[SOURCE MATERIAL Boundary: Start]

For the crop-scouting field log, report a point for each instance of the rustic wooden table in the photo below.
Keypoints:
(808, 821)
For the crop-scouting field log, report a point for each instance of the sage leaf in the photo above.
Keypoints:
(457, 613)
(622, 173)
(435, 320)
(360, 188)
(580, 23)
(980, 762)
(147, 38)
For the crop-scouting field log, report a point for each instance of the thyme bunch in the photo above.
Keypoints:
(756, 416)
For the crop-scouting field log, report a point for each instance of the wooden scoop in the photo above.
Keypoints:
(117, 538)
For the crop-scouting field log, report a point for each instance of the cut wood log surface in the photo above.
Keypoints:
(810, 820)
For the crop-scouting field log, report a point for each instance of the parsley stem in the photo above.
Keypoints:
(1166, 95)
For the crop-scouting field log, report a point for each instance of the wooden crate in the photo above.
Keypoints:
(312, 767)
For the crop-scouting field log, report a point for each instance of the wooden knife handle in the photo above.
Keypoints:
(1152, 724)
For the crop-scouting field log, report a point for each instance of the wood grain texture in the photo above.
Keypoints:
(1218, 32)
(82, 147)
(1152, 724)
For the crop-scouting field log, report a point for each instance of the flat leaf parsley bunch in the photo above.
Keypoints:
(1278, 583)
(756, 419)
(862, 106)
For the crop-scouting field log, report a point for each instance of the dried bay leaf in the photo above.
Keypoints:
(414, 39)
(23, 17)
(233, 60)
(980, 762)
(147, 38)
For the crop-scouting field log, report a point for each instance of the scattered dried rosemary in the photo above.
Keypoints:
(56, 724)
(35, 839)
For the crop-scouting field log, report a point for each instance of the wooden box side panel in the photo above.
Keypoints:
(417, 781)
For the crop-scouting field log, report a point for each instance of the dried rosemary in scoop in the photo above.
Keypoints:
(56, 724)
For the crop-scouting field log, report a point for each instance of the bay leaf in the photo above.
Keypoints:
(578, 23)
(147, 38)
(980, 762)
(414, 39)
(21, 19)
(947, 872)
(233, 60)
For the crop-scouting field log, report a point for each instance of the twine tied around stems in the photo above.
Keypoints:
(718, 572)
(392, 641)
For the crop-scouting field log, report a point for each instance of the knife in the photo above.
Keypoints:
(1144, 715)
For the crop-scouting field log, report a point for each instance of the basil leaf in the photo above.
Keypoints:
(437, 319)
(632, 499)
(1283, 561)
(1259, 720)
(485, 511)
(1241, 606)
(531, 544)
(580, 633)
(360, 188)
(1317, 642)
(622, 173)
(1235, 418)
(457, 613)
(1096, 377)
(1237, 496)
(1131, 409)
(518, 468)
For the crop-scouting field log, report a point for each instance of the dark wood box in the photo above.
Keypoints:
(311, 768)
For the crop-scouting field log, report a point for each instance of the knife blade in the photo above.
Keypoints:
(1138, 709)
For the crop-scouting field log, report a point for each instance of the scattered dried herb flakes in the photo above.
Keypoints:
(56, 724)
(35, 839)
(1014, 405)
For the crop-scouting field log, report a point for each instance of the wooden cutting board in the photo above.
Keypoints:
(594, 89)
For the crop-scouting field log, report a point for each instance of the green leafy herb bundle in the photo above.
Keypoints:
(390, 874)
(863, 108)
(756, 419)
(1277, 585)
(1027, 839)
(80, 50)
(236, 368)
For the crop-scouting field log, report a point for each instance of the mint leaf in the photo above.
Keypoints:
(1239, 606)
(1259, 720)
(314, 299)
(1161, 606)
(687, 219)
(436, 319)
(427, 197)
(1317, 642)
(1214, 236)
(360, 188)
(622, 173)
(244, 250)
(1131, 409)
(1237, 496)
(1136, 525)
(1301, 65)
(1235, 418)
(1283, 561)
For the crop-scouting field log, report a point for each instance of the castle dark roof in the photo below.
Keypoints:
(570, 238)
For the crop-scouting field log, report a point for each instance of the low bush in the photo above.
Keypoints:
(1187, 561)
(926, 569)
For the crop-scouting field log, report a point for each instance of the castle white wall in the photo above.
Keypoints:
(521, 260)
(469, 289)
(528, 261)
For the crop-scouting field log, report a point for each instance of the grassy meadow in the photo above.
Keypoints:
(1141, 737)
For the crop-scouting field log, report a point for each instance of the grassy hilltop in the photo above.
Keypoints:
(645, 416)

[SOURCE MATERIAL Boundary: End]

_EXERCISE:_
Scan the data above; copy every line where "dark" appears.

_ANSWER SPACE:_
For the crop-scouting field log, report a point for each instance of the dark wood box in the photo above.
For the crop-scouting field log, report a point for each instance of the castle dark roof in the photo below.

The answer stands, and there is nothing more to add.